EXERCISE PROMPT:
Starting at the line that has "query | spot the cyclist's arm" and ending with the line that has "[(65, 273)]", write out those entries again with "stone building" in place of "brick building" and everything else unchanged. Leave the pictures out.

DATA RECORDS:
========
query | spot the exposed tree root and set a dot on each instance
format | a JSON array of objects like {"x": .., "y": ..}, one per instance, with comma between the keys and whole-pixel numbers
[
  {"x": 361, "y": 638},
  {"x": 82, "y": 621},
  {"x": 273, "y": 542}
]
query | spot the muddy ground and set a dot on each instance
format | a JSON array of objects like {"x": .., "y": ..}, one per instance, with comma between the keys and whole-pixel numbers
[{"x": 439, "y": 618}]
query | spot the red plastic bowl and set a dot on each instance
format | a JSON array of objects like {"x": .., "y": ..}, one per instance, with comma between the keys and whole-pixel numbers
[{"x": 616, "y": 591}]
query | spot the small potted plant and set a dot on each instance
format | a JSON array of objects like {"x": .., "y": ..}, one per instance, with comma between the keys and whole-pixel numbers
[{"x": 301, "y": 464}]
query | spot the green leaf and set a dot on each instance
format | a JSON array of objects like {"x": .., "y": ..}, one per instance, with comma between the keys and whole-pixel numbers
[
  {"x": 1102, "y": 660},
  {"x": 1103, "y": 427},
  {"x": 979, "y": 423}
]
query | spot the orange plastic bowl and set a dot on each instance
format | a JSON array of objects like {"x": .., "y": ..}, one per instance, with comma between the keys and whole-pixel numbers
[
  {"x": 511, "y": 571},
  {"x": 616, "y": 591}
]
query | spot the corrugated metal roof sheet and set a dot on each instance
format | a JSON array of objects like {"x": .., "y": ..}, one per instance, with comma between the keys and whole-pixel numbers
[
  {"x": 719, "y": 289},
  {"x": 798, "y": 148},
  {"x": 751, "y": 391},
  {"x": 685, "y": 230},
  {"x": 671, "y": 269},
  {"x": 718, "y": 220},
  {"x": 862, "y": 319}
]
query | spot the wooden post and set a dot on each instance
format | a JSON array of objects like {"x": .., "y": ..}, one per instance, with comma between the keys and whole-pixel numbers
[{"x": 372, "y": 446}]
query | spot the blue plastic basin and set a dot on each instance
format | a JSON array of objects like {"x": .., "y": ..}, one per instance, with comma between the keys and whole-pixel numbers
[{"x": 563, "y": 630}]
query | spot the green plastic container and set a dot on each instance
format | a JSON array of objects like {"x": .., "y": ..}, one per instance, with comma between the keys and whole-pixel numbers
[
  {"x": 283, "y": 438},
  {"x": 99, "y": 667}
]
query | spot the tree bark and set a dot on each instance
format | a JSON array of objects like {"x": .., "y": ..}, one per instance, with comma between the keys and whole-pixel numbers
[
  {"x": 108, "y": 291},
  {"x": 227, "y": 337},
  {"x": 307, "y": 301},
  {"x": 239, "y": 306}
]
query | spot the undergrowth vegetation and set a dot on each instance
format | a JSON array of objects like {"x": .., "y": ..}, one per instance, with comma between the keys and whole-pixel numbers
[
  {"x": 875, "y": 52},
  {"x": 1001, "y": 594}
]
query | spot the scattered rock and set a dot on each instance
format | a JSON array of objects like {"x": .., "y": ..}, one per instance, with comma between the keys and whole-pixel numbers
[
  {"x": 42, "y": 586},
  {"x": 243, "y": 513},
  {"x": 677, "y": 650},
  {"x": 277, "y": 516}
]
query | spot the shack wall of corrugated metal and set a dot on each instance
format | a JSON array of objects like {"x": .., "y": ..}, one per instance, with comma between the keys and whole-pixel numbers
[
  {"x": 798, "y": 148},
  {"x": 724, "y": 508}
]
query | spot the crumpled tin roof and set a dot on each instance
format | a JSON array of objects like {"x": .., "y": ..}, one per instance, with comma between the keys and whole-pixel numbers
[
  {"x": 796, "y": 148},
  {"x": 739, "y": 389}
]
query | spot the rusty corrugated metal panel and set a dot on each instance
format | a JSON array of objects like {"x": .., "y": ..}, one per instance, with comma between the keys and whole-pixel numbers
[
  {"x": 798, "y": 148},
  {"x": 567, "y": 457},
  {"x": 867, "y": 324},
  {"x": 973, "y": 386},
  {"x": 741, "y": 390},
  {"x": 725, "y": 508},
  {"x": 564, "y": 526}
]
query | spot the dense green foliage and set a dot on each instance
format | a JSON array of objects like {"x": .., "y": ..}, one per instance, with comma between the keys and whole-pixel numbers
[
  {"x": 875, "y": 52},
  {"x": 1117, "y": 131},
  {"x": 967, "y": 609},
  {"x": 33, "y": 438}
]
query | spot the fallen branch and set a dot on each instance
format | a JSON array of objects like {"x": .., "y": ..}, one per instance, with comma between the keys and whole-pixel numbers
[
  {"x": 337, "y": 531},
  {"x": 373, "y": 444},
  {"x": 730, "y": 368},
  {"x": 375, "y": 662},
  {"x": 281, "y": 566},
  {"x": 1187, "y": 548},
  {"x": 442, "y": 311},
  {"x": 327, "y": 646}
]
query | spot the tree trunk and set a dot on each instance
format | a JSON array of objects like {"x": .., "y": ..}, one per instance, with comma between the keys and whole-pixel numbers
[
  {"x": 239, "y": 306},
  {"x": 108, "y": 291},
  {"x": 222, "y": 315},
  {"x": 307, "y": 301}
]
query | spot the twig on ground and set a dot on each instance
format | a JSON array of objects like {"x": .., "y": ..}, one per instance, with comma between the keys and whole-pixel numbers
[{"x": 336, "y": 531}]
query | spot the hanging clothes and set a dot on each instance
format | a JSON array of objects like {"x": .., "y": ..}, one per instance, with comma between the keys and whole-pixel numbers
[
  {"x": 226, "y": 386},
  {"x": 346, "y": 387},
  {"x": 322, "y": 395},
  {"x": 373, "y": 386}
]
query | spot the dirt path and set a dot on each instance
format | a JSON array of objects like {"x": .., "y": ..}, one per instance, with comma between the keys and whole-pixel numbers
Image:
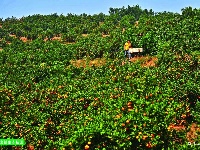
[{"x": 83, "y": 63}]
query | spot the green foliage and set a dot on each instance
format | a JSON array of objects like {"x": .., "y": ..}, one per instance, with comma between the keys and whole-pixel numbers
[{"x": 50, "y": 103}]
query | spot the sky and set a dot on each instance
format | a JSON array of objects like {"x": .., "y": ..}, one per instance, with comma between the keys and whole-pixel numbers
[{"x": 22, "y": 8}]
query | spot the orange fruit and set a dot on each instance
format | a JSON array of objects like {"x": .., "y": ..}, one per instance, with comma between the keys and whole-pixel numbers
[
  {"x": 87, "y": 147},
  {"x": 89, "y": 143},
  {"x": 127, "y": 121},
  {"x": 123, "y": 125}
]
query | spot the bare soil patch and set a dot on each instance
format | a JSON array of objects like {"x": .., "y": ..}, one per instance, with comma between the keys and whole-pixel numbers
[{"x": 83, "y": 63}]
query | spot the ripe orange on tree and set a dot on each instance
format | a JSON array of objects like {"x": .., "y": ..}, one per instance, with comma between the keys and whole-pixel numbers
[{"x": 87, "y": 147}]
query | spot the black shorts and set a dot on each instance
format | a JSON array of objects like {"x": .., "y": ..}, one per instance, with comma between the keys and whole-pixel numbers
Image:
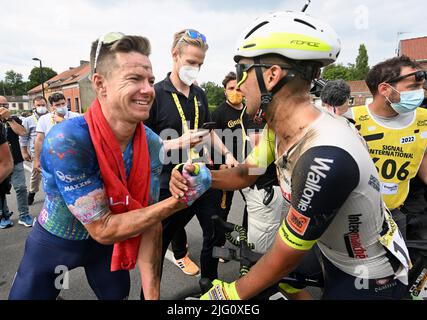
[{"x": 339, "y": 285}]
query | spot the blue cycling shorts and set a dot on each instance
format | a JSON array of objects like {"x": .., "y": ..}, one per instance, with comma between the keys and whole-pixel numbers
[{"x": 41, "y": 275}]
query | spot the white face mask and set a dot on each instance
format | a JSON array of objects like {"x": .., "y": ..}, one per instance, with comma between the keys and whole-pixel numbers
[
  {"x": 41, "y": 110},
  {"x": 188, "y": 74},
  {"x": 62, "y": 111}
]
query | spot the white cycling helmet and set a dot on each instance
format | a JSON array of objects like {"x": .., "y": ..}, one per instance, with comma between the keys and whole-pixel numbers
[{"x": 294, "y": 35}]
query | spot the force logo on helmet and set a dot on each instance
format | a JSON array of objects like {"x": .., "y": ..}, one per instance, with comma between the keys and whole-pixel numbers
[{"x": 306, "y": 44}]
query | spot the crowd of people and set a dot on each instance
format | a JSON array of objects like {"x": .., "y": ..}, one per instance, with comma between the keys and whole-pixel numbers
[{"x": 122, "y": 181}]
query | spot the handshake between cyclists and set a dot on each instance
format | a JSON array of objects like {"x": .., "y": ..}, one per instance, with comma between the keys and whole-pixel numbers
[{"x": 324, "y": 170}]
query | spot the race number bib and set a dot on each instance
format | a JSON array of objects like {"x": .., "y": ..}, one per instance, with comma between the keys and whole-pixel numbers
[{"x": 393, "y": 241}]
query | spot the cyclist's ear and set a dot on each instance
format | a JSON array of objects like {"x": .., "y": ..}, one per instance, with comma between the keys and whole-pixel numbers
[{"x": 273, "y": 75}]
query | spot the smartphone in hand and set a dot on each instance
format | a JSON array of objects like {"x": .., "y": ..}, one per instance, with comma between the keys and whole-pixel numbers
[{"x": 209, "y": 126}]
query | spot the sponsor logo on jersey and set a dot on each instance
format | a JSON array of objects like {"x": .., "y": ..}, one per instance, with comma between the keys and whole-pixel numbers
[
  {"x": 364, "y": 118},
  {"x": 420, "y": 285},
  {"x": 389, "y": 188},
  {"x": 374, "y": 183},
  {"x": 352, "y": 239},
  {"x": 306, "y": 43},
  {"x": 297, "y": 221},
  {"x": 406, "y": 140},
  {"x": 317, "y": 172},
  {"x": 77, "y": 186}
]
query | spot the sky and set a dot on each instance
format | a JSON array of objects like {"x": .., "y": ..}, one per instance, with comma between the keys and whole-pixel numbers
[{"x": 60, "y": 32}]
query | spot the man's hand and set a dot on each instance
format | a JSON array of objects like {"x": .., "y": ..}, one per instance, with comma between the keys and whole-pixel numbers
[
  {"x": 4, "y": 114},
  {"x": 191, "y": 183},
  {"x": 221, "y": 291},
  {"x": 192, "y": 138},
  {"x": 26, "y": 155},
  {"x": 57, "y": 118}
]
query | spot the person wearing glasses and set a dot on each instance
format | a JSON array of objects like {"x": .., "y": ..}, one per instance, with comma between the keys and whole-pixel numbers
[
  {"x": 182, "y": 106},
  {"x": 263, "y": 200},
  {"x": 335, "y": 96},
  {"x": 395, "y": 129},
  {"x": 101, "y": 179},
  {"x": 59, "y": 112},
  {"x": 12, "y": 128},
  {"x": 324, "y": 170},
  {"x": 6, "y": 163},
  {"x": 28, "y": 143}
]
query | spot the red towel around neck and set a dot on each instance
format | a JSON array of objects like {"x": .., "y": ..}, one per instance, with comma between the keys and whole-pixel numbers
[{"x": 123, "y": 195}]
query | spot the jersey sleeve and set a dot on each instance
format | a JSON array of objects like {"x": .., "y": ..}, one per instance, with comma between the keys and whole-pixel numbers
[
  {"x": 157, "y": 156},
  {"x": 263, "y": 153},
  {"x": 24, "y": 140},
  {"x": 322, "y": 180},
  {"x": 70, "y": 160},
  {"x": 41, "y": 125},
  {"x": 2, "y": 137}
]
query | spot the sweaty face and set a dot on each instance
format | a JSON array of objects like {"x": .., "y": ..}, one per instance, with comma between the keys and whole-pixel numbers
[
  {"x": 39, "y": 103},
  {"x": 129, "y": 89},
  {"x": 188, "y": 56},
  {"x": 406, "y": 84}
]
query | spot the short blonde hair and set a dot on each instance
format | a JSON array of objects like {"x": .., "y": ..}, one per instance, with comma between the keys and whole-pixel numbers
[{"x": 182, "y": 39}]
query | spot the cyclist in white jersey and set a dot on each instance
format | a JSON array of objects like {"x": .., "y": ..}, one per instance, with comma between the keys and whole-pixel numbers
[{"x": 324, "y": 169}]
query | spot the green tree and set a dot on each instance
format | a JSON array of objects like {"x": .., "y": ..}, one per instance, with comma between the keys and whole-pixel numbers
[
  {"x": 14, "y": 84},
  {"x": 214, "y": 93},
  {"x": 361, "y": 68},
  {"x": 34, "y": 78},
  {"x": 337, "y": 71}
]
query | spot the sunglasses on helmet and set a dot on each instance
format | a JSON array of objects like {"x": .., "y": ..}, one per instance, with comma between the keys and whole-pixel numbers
[
  {"x": 107, "y": 39},
  {"x": 193, "y": 34},
  {"x": 242, "y": 70},
  {"x": 420, "y": 75}
]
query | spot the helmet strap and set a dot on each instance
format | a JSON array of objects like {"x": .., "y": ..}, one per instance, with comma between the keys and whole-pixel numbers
[{"x": 266, "y": 96}]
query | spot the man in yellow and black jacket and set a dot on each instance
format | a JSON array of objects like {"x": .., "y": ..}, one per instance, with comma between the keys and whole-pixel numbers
[{"x": 395, "y": 129}]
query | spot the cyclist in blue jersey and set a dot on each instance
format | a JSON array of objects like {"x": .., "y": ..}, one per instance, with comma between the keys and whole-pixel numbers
[
  {"x": 101, "y": 179},
  {"x": 323, "y": 166}
]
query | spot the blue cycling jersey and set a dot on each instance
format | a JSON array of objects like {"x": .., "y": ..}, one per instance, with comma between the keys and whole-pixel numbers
[{"x": 72, "y": 181}]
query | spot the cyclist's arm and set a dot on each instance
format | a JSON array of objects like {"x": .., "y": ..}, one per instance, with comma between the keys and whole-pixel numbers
[
  {"x": 332, "y": 174},
  {"x": 71, "y": 160},
  {"x": 422, "y": 171}
]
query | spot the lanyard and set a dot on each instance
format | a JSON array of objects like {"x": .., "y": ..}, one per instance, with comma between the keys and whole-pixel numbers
[
  {"x": 191, "y": 153},
  {"x": 35, "y": 118},
  {"x": 181, "y": 113}
]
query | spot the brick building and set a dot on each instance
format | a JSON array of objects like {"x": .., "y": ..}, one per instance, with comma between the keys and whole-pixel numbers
[{"x": 74, "y": 83}]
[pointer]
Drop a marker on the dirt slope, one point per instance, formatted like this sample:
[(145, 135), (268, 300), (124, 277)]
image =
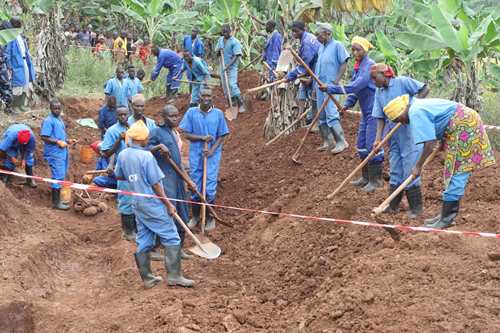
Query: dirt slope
[(65, 273)]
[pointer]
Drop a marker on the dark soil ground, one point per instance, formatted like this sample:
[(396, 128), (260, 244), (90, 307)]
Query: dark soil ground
[(62, 272)]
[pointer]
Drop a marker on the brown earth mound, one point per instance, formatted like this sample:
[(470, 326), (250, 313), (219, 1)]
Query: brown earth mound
[(62, 272)]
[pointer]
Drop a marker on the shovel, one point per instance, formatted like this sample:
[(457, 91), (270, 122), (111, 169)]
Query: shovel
========
ANSWER FOR THIS EXERCISE:
query | spot the cyclist's arm and set a dot on each instance
format | a JSON array of objects like {"x": .., "y": ..}, one per instance, with comma between the keys and whole-pixel numbers
[
  {"x": 332, "y": 174},
  {"x": 71, "y": 160},
  {"x": 422, "y": 171}
]
query | spot the lanyard and set a dot on each instance
format | a JSON array of objects like {"x": .., "y": ..}, one per instance, with comma between the keys and whole-pixel numbers
[
  {"x": 191, "y": 153},
  {"x": 35, "y": 118},
  {"x": 181, "y": 113}
]
query | spot the stone building and set a dot on each instance
format | a JSON array of objects like {"x": .., "y": ..}, one per instance, with comma between the keys and whole-pixel numbers
[{"x": 74, "y": 83}]
[pointer]
Drop a marker on the dirt slope, one point per instance, formatted like this sample:
[(145, 135), (268, 300), (124, 277)]
image =
Query: dirt slope
[(65, 273)]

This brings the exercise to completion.